◆ Problem requirements ◆
Please change every "outline" in the records below to "trace" and keep everything else as it is.

◆ Stored data ◆
↓

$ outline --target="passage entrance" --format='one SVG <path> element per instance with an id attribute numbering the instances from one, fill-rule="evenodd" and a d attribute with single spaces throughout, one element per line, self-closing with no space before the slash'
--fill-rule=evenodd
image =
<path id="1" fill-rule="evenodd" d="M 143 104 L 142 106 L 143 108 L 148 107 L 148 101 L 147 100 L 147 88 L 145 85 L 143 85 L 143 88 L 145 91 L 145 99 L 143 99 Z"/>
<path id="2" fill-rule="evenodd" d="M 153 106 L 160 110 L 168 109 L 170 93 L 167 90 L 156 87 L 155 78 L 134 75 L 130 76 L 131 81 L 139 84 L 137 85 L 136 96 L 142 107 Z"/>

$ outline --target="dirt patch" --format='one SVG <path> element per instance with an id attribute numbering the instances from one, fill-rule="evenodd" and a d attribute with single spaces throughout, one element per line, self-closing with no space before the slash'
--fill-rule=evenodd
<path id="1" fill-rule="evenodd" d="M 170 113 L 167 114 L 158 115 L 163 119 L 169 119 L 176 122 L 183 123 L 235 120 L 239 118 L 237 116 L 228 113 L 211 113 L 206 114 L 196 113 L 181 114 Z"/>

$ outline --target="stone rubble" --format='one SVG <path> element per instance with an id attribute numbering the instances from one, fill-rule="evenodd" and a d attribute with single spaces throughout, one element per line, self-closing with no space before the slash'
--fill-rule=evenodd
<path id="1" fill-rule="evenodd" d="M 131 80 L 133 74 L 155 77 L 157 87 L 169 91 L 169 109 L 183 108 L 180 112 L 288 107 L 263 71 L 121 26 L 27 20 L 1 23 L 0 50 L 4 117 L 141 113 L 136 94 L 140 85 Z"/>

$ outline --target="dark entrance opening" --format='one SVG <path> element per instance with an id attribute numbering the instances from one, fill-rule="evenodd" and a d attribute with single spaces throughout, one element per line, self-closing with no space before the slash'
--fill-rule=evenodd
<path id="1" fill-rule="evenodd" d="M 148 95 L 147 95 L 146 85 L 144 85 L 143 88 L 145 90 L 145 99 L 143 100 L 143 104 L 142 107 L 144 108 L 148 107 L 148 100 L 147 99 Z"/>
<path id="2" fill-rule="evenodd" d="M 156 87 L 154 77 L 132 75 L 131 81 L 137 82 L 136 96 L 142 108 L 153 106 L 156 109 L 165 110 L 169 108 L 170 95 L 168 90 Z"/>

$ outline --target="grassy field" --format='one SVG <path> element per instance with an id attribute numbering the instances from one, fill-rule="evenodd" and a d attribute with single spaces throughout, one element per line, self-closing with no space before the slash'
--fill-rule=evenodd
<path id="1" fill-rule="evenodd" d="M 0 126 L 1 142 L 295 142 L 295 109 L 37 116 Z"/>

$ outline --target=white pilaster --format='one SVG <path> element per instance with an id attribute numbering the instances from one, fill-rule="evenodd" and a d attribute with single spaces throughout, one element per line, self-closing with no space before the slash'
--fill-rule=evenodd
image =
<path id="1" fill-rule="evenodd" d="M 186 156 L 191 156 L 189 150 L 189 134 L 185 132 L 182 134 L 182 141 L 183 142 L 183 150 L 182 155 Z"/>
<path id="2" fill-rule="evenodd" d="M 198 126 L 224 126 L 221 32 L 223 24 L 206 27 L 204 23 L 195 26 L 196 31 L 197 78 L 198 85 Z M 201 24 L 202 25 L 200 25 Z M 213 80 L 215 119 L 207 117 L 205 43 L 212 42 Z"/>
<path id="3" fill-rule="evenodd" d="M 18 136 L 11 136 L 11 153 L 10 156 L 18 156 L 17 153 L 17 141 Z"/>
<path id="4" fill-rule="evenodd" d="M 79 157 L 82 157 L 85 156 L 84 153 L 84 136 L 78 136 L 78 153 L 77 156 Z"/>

↑

◆ Final result ◆
$ trace --target="passage entrance" --format='one SVG <path> element per instance with an id attribute numbering the instances from one, fill-rule="evenodd" and a d attribute with single spaces throughout, one element per line, self-closing with no space before the slash'
--fill-rule=evenodd
image =
<path id="1" fill-rule="evenodd" d="M 143 104 L 142 106 L 143 108 L 148 107 L 148 101 L 147 100 L 147 88 L 145 85 L 143 85 L 143 88 L 145 91 L 145 99 L 143 99 Z"/>
<path id="2" fill-rule="evenodd" d="M 153 106 L 160 110 L 168 109 L 170 93 L 167 90 L 156 87 L 155 78 L 134 75 L 130 76 L 131 81 L 139 84 L 137 85 L 136 96 L 142 107 Z"/>

$ trace --target="dirt patch" --format='one SVG <path> element per instance with an id attribute numbering the instances from one, fill-rule="evenodd" and a d attribute with single spaces throughout, one element per line, self-closing with no space before the slash'
--fill-rule=evenodd
<path id="1" fill-rule="evenodd" d="M 170 113 L 167 114 L 158 115 L 163 119 L 169 119 L 176 122 L 183 123 L 235 120 L 239 118 L 237 116 L 228 113 L 211 113 L 206 114 L 196 113 L 181 114 Z"/>

$ trace --target="stone rubble" --format='one SVG <path> element per instance with an id attribute numbering the instances from one, fill-rule="evenodd" and a d attribute with single spaces throughout, one element per line, self-closing with no space before the slash'
--fill-rule=evenodd
<path id="1" fill-rule="evenodd" d="M 131 80 L 133 74 L 155 77 L 157 87 L 169 91 L 169 109 L 183 108 L 180 112 L 288 107 L 263 71 L 121 26 L 27 20 L 1 23 L 0 50 L 4 117 L 141 113 L 136 94 L 140 85 Z"/>

$ trace --target="dark entrance opening" --format='one SVG <path> element per instance with an id attribute numbering the instances from one, fill-rule="evenodd" and a d attribute with single spaces throughout, one element per line, self-closing with no space before the slash'
--fill-rule=evenodd
<path id="1" fill-rule="evenodd" d="M 148 95 L 147 95 L 146 85 L 144 85 L 143 88 L 145 90 L 145 99 L 143 100 L 143 104 L 142 107 L 144 108 L 148 107 L 148 100 L 147 99 Z"/>
<path id="2" fill-rule="evenodd" d="M 156 87 L 154 77 L 132 75 L 131 81 L 137 82 L 136 96 L 142 108 L 153 106 L 156 109 L 165 110 L 169 108 L 170 95 L 168 90 Z"/>

$ trace --target="grassy field" --format='one SVG <path> element per instance with an id attribute numbering the instances from one, fill-rule="evenodd" and a d attribute with single spaces throughout, one element per line, self-closing with no space before the slash'
--fill-rule=evenodd
<path id="1" fill-rule="evenodd" d="M 0 126 L 1 142 L 295 142 L 295 109 L 37 116 Z"/>

$ trace --target=white pilaster --format='one SVG <path> element per instance with an id attribute numbering the instances from one, fill-rule="evenodd" and a d attribute with single spaces throughout, one element per line, self-closing with no space before the slash'
--fill-rule=evenodd
image =
<path id="1" fill-rule="evenodd" d="M 186 156 L 191 156 L 189 150 L 189 134 L 185 132 L 182 134 L 182 141 L 183 142 L 183 150 L 182 155 Z"/>
<path id="2" fill-rule="evenodd" d="M 198 126 L 224 126 L 221 32 L 223 24 L 206 27 L 204 23 L 195 26 L 196 31 L 197 78 L 198 85 Z M 201 24 L 202 25 L 200 25 Z M 213 80 L 215 119 L 207 117 L 205 43 L 212 42 Z"/>
<path id="3" fill-rule="evenodd" d="M 18 136 L 11 136 L 11 153 L 10 156 L 18 156 L 17 153 L 17 141 Z"/>
<path id="4" fill-rule="evenodd" d="M 79 157 L 82 157 L 85 156 L 84 153 L 84 136 L 78 136 L 78 153 L 77 156 Z"/>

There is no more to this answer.